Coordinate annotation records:
====
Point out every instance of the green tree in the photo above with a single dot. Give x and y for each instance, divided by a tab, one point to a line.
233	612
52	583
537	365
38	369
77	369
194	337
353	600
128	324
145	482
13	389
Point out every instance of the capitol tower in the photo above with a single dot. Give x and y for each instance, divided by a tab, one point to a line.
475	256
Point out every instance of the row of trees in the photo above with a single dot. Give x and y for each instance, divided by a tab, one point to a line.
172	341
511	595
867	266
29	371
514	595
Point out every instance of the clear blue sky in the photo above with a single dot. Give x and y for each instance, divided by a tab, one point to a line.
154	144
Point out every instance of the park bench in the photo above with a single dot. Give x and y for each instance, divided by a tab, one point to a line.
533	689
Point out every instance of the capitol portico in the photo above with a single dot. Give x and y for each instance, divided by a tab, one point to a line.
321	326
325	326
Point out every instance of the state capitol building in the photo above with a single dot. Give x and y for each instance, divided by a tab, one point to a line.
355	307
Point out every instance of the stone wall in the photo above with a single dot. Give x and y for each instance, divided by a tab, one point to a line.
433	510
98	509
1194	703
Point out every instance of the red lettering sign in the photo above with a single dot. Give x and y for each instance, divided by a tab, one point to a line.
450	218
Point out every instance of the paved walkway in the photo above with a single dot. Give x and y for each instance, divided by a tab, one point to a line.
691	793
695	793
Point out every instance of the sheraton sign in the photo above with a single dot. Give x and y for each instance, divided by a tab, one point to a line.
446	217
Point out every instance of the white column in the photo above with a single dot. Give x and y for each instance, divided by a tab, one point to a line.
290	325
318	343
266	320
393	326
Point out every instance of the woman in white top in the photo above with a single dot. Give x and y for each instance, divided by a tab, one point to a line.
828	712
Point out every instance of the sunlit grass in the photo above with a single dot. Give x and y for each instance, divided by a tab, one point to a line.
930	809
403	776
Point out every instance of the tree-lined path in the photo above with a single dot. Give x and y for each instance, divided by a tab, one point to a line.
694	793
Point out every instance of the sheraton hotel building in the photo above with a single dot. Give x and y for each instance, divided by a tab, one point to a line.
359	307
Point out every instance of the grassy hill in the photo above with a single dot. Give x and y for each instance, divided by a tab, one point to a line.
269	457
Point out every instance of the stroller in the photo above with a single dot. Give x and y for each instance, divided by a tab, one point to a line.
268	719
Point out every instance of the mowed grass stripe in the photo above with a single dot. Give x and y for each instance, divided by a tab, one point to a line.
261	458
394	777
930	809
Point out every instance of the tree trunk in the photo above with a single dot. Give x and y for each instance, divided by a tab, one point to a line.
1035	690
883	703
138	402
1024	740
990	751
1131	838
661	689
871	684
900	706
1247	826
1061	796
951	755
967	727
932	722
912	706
====
_Set task_
Lay out every line of the material above as a Markdown table with two columns, No. for the row number and Line for the line, leaving out blank lines.

_Solution to the problem_
| No. | Line |
|---|---|
| 1 | Point out every instance of the green tree in the photo above with a single dot. Give x and y for each instance, divided by a tab, one point to a line. |
| 2 | 233	612 |
| 3 | 52	583 |
| 4 | 537	365 |
| 5 | 38	369 |
| 6 | 77	369 |
| 7 | 194	337 |
| 8 | 353	600 |
| 9 | 128	324 |
| 10 | 145	482 |
| 11 | 13	389 |
| 12 | Point out every instance of the capitol tower in the photo above with a single dot. Give x and y for each instance, divided by a tab, one point to a line. |
| 13 | 475	256 |
| 14 | Point out every instance of the row of trees in the photo above with a single dot. Give x and y for each instance, divided by a tab, one point to a line. |
| 15 | 172	341 |
| 16 | 511	595 |
| 17 | 867	266 |
| 18 | 29	371 |
| 19 | 514	595 |
| 20 | Point out every instance of the clear blue sky in the photo above with a single dot. Give x and y for each instance, divided by a tab, one point to a line. |
| 21 | 154	144 |
| 22 | Point out every instance of the park bench in the photo above with a single dot. Give x and y for each instance, divided by a tab, one point to a line. |
| 23 | 533	689 |
| 24 | Point out every instance of the capitol portico in the photo above with a single dot. Give x and y for each instance, divided by a tab, one point to a line. |
| 25 | 321	326 |
| 26 | 325	326 |
| 27 | Point out every instance of the state capitol building in the photo above with a single dot. Give x and y for each instance, divided by a tab, one point to a line. |
| 28 | 355	307 |
| 29 | Point out every instance of the stone wall in the photo above with a single dot. Give x and y for each instance, divided by a tab, one point to a line. |
| 30 | 433	510 |
| 31 | 98	509 |
| 32 | 1194	703 |
| 33 | Point out every instance of the red lettering sign in the photo above with a single dot. Give x and y for each instance, divided by a tab, one point to a line. |
| 34 | 450	218 |
| 35 | Point out every instance of the paved walkway in the photo above with a single dot. Give x and y for each instance, divided by a tab, one point to a line. |
| 36 | 691	793 |
| 37 | 695	793 |
| 38 | Point out every instance of the sheraton sign in the photo above with a single dot. Give x and y for each instance, divided by a tab, one point to a line. |
| 39 | 446	217 |
| 40 | Point out every instance of the white column in the photo above with a single dot. Give x and y for each instance, divided by a tab, one point to a line. |
| 41 | 290	325 |
| 42 | 318	343 |
| 43 | 266	320 |
| 44 | 393	326 |
| 45 | Point out every instance of the woman in white top in the photo above with a single dot. Give x and y for each instance, divided by a tab, one point to a line. |
| 46 | 828	712 |
| 47 | Point out every instance of the sunlit grass in the photo above with a single dot. Give x and y for each instance, divided by a tab, one point to a line. |
| 48 | 930	809 |
| 49 | 403	776 |
| 50 | Point out every instance of the tree-lined path in the photo above with a single dot. Give x and y for each instance, divided by a tab, one point to a line. |
| 51 | 694	793 |
| 52 | Point out every instance of the sheraton hotel building in the photo above with a single dot. Give x and y for each instance, divided by a tab, one point to a line. |
| 53 | 359	307 |
| 54 | Point out every instance of the grassy hill in the photo above with a single dot. Give x and y for each instance, divided by a tab, one point to a line. |
| 55 | 269	457 |
| 56 | Point out every instance of the stroller in the photo above with a single dot. Give x and y for each instance, divided by a tab, one point to a line. |
| 57 | 268	719 |
| 58 | Point out every instance of the mowed grass stripe in the photo above with a single dot. Give x and y for each instance, divided by a tab, one point to a line. |
| 59 | 261	458 |
| 60 | 394	777 |
| 61 | 930	809 |
| 62 | Point out every instance of the tree trunk in the photo above with a single dot. Give x and y for each instance, divided by a tab, one point to a line. |
| 63 | 1035	690 |
| 64 | 883	703 |
| 65 | 138	402 |
| 66 | 1024	740 |
| 67 | 990	751 |
| 68 | 1131	838 |
| 69 | 661	689 |
| 70 | 871	684 |
| 71 | 900	706 |
| 72 | 1247	826 |
| 73 | 1061	796 |
| 74 | 951	755 |
| 75 | 967	727 |
| 76 | 932	722 |
| 77 | 912	706 |